How investors can bolster global health equity while generating long-term value
Bolstering global health equity is something investors are increasingly concerned with — the good news is they have the power to act. Image: Getty Images
- 80% of the world’s population lives in low- or middle-income countries with challenges to accessing cutting-edge healthcare.
- The global access to healthcare divide was highlighted during the COVID-19 pandemic.
- Investors have the power to bolster health equity globally while still generating value.
The pharmaceutical industry has been at the forefront of science, bringing us cutting-edge drugs that tackle some of the most challenging diseases and help people all over the world.
As much as we need new, innovative medicines, the reality is that some people today still struggle to access those life-changing innovations. Billions of people living in low-and middle-income countries (LMICs) are still unable to access basic, essential healthcare products — let alone the latest medicines and treatments on the market.

→ **Extracted records**:
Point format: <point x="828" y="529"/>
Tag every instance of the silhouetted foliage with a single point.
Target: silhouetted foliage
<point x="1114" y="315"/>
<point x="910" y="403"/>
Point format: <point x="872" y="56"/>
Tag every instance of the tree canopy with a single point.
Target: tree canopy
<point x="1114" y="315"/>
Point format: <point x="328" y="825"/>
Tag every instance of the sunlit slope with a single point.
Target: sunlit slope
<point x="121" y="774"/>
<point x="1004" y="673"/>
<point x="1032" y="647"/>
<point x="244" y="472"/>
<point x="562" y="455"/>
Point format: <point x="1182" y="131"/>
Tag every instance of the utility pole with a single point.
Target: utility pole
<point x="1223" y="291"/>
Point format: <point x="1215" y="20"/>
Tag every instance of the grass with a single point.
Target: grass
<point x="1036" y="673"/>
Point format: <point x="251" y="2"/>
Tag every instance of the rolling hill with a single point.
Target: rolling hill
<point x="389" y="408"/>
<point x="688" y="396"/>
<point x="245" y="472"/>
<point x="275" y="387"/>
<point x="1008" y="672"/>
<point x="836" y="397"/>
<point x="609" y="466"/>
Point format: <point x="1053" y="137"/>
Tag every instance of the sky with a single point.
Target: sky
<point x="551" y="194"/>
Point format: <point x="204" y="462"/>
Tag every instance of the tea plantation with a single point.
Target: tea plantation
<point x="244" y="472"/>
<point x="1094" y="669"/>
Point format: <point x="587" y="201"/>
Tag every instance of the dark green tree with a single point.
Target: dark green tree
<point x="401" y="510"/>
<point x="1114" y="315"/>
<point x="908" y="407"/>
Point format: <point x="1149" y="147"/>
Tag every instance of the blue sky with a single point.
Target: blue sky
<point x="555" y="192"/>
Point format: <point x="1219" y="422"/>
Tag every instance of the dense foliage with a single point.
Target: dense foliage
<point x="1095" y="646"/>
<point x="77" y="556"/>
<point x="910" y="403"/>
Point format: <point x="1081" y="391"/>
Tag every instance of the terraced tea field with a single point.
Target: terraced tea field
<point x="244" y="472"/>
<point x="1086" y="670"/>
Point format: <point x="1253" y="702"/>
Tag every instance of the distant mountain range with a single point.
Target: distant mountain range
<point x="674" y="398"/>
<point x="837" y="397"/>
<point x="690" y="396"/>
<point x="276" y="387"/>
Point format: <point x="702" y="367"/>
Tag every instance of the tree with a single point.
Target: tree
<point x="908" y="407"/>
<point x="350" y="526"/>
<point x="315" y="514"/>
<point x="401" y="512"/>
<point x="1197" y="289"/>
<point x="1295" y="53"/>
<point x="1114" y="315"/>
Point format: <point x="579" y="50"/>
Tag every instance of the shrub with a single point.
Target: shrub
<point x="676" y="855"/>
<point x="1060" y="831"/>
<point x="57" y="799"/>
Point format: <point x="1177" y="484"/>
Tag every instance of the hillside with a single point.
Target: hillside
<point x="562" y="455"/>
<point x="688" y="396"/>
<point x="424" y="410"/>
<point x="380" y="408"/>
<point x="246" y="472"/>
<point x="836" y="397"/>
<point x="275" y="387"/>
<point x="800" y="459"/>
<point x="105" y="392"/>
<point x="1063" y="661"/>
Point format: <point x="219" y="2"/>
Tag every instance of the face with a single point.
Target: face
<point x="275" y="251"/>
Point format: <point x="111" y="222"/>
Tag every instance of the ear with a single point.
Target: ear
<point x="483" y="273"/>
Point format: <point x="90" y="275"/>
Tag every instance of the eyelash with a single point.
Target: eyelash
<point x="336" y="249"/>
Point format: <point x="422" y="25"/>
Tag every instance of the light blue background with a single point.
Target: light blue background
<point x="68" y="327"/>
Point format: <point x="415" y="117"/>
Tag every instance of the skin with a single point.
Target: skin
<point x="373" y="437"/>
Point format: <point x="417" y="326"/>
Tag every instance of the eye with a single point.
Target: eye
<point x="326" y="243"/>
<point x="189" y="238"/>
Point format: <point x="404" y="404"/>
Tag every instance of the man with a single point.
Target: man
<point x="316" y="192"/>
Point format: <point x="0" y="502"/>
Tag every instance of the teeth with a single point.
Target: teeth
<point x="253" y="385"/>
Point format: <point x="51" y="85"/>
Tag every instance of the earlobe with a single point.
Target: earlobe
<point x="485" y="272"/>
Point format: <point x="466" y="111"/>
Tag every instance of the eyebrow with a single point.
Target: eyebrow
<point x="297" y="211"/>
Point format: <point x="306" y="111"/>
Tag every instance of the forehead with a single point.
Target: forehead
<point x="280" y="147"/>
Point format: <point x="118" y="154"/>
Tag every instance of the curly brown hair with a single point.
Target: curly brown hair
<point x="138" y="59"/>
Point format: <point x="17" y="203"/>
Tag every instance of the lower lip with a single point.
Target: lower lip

→ **Task to carry out**:
Reproduce the passage of the health equity article from "- Investors have" to "on the market.", word for word. The records are separate material and have no connection to the health equity article.

→ **Answer to the problem**:
- Investors have the power to bolster health equity globally while still generating value.
The pharmaceutical industry has been at the forefront of science, bringing us cutting-edge drugs that tackle some of the most challenging diseases and help people all over the world.
As much as we need new, innovative medicines, the reality is that some people today still struggle to access those life-changing innovations. Billions of people living in low-and middle-income countries (LMICs) are still unable to access basic, essential healthcare products — let alone the latest medicines and treatments on the market.